= Assignment =
In your answer, print every record exactly as it is written.
··· Data for this exercise ···
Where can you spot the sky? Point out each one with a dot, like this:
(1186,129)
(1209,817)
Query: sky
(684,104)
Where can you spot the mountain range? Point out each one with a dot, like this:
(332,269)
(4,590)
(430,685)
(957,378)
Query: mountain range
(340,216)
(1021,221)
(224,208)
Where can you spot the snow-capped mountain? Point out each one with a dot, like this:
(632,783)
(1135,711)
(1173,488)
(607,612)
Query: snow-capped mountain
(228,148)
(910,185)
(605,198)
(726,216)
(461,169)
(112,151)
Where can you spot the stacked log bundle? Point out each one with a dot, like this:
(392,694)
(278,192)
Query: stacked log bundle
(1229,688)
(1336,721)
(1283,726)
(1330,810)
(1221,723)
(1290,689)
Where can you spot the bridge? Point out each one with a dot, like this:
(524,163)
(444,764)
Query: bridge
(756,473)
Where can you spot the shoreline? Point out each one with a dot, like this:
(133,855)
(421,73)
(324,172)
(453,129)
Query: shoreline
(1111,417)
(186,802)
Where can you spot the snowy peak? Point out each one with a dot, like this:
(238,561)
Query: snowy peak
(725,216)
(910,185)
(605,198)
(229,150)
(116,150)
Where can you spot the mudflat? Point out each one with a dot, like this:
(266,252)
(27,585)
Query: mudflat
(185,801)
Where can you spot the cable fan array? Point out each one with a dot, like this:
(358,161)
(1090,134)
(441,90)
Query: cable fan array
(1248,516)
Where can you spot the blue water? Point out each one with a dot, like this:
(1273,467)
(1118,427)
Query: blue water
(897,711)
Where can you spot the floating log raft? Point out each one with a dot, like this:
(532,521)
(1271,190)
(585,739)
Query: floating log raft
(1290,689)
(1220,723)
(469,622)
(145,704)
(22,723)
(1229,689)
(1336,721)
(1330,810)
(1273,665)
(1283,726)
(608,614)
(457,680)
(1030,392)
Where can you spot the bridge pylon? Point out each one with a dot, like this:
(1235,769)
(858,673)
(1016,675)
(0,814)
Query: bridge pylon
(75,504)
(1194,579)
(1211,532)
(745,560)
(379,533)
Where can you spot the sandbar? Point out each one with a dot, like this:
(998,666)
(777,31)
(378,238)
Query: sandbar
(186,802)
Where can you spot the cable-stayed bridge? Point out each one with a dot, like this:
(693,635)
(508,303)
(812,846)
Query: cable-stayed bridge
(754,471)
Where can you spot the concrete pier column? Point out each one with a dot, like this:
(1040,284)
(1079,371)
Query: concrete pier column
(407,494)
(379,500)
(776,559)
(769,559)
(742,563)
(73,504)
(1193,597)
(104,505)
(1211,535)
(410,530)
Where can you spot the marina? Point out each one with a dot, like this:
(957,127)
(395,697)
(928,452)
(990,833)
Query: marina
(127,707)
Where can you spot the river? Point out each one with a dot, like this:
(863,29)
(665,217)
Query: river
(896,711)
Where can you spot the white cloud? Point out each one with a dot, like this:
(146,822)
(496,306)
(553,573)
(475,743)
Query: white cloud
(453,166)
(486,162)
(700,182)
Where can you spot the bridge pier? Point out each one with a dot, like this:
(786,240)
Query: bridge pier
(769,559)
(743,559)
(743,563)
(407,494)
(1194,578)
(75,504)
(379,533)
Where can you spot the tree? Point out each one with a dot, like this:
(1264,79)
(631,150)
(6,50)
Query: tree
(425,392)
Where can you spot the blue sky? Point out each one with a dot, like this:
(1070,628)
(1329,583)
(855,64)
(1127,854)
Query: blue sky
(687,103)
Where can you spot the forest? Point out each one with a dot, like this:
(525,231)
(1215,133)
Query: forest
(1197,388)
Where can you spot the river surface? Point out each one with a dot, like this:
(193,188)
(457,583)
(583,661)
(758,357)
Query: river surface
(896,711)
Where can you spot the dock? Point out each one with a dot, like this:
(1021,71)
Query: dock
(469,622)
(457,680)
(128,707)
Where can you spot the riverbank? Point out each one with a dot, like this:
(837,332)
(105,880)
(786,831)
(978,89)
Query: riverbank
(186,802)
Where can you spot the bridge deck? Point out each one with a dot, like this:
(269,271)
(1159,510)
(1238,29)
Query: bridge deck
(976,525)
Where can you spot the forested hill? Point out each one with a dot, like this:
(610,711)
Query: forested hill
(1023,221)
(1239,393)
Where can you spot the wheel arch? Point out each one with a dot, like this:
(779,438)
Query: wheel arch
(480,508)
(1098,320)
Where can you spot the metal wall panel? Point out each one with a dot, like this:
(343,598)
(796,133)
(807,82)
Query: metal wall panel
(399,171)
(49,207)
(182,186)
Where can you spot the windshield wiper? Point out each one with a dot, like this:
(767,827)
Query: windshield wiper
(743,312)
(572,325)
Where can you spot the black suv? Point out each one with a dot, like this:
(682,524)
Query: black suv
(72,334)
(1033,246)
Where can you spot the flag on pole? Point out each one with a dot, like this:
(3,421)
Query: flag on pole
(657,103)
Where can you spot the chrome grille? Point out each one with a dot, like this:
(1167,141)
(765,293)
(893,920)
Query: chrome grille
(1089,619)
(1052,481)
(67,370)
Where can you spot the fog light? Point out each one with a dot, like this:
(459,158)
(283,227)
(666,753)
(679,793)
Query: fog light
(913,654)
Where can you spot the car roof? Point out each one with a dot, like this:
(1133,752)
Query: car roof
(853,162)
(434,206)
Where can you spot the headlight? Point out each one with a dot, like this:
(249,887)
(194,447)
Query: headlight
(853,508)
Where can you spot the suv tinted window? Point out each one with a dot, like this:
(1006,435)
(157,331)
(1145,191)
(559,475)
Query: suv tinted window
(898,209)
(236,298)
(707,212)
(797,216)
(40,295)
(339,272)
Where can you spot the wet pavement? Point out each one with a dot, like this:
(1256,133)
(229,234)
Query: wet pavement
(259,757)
···
= Written reply =
Where can you spot the sky? Point out each one with a dot, like this:
(1186,129)
(1209,817)
Query: sky
(684,104)
Where can you spot the mountain range? Point out each one with a dot, like this:
(332,269)
(4,590)
(430,685)
(957,378)
Query: mountain range
(340,216)
(1021,221)
(224,208)
Where can you spot the snow-capped mountain? Point out each one with a dot, like this:
(632,783)
(1135,711)
(1173,488)
(607,612)
Query: snow-capped mountain
(228,148)
(910,185)
(605,198)
(726,216)
(461,169)
(112,151)
Where can you spot the stacked log bundle? Point out each one with a dot, like this:
(392,694)
(278,192)
Query: stacked log bundle
(1229,688)
(1336,721)
(1283,726)
(1330,810)
(1221,723)
(1290,689)
Where can you spot the bridge? Point out each one with a dot, like this:
(524,163)
(444,764)
Query: bridge
(756,473)
Where can you spot the shoreline? Point out each one with a dot, like this:
(133,855)
(421,73)
(324,172)
(453,129)
Query: shoreline
(1111,417)
(186,802)
Where can you spot the snowy peak? Point out each one with a dot, like this:
(238,561)
Query: snowy peak
(725,216)
(910,185)
(605,198)
(229,150)
(116,150)
Where can you spot the mudflat? Point out each one with a dot, like this:
(266,252)
(27,585)
Query: mudflat
(185,801)
Where can you spot the cable fan array? Point out each one with a dot, like this:
(358,161)
(1090,134)
(441,90)
Query: cable fan array
(1248,516)
Where can you spot the blue water? Point out each one with a dot, like this:
(1273,467)
(1118,427)
Query: blue water
(897,711)
Where can you spot the floating log raft? Point out each one with a dot, like this:
(532,521)
(1271,190)
(585,739)
Query: floating log raft
(1290,689)
(1220,723)
(469,622)
(145,704)
(22,723)
(1229,689)
(1336,721)
(1330,810)
(1273,665)
(1283,726)
(608,614)
(457,680)
(1030,392)
Where can you spot the bridge pylon? Point out each one with a dot, like this:
(1235,769)
(858,673)
(1016,675)
(0,814)
Query: bridge pylon
(75,504)
(1194,579)
(1211,532)
(745,560)
(379,533)
Where can you spot the sandbar? Point out each one with a dot, like this:
(998,666)
(777,31)
(378,238)
Query: sandbar
(186,802)
Where can you spot the cable-stayed bridge? Point out each one with a dot, like this:
(693,635)
(508,303)
(812,846)
Query: cable-stayed bridge
(754,471)
Where can you spot the concrete pier column? Point out each one with a dot, like this:
(1040,284)
(1079,371)
Query: concrete pier column
(407,494)
(379,500)
(776,559)
(769,559)
(742,563)
(73,504)
(1193,597)
(104,505)
(1211,535)
(410,530)
Where can you spot the marina? Point out each one with a dot, like this:
(957,127)
(395,697)
(928,452)
(990,833)
Query: marina
(127,707)
Where can you spot the river? Point out each one with a dot, like this:
(863,29)
(665,217)
Query: river
(896,711)
Where can you spot the white cloud? Point out each one with a dot, like this:
(146,822)
(496,306)
(553,573)
(475,743)
Query: white cloud
(453,166)
(486,162)
(700,182)
Where can you spot the bridge pier? Point out each one with a dot, like this:
(786,240)
Query: bridge pier
(769,559)
(743,559)
(743,563)
(407,494)
(1194,578)
(75,504)
(379,533)
Where can you spot the tree? Point out each one with a dot, like this:
(1264,79)
(631,150)
(6,50)
Query: tree
(425,392)
Where can you spot the blue sky? Point out each one with a dot, like this:
(1070,628)
(1329,583)
(855,64)
(1127,854)
Query: blue sky
(687,103)
Where can you spot the forest? Point out each one with a dot, like this:
(525,231)
(1215,133)
Query: forest
(1197,388)
Where can you spot the river surface? Point out each one with a dot, like this:
(193,188)
(457,583)
(583,661)
(758,357)
Query: river surface
(896,711)
Where can you spot the dock? Point out each one with a dot, like this:
(1021,71)
Query: dock
(469,622)
(457,680)
(128,707)
Where can you spot the riverbank? Point out each one with a dot, like this:
(837,332)
(105,880)
(786,831)
(978,89)
Query: riverbank
(186,802)
Where can you spot the bridge deck? Point out each one with a dot, like this:
(269,271)
(1159,510)
(1238,29)
Query: bridge deck
(976,525)
Where can you spot the forested hill? Point out each one with a dot, like this:
(610,711)
Query: forested hill
(1023,221)
(1239,393)
Where can you spot the wheel arch? Point out each one with a dot, like this:
(779,438)
Query: wheel arch
(480,508)
(1098,320)
Where can you spot the metal wall panel? Point out each one with a dot, like this:
(343,598)
(796,133)
(807,82)
Query: metal wall panel
(399,171)
(49,207)
(182,186)
Where can you spot the windshield wiper? Point out each one with a dot, like this:
(767,827)
Query: windshield wiper
(743,312)
(572,325)
Where can you spot the black suv? Point out each one with a dot, like this:
(682,524)
Query: black suv
(72,334)
(1033,246)
Where can you spot the flag on pole? Point out each one with a dot, like this:
(3,421)
Query: flag on pole
(657,103)
Where can you spot the chrome grille? Point out each one with a dot, like this:
(1167,141)
(765,293)
(893,920)
Query: chrome grille
(1089,619)
(1052,481)
(67,370)
Where can you spot the fog light? Point out each one with a dot, like this:
(459,158)
(283,227)
(666,753)
(679,793)
Query: fog light
(913,654)
Where can you spot the car roof? Point out each one with a dot, like this:
(1133,752)
Query: car roof
(853,162)
(434,206)
Where can you spot the headlight? Point out each one with a dot, like this:
(249,887)
(194,447)
Query: headlight
(853,508)
Where can you spot the suv tinted window? Point out each one with a dot, like this:
(1006,435)
(157,331)
(1145,191)
(559,475)
Query: suv tinted window
(898,209)
(236,298)
(707,212)
(797,216)
(40,295)
(339,272)
Where can you spot the wet pavement? Point out each one with a dot, like this:
(1256,133)
(229,234)
Query: wet pavement
(259,757)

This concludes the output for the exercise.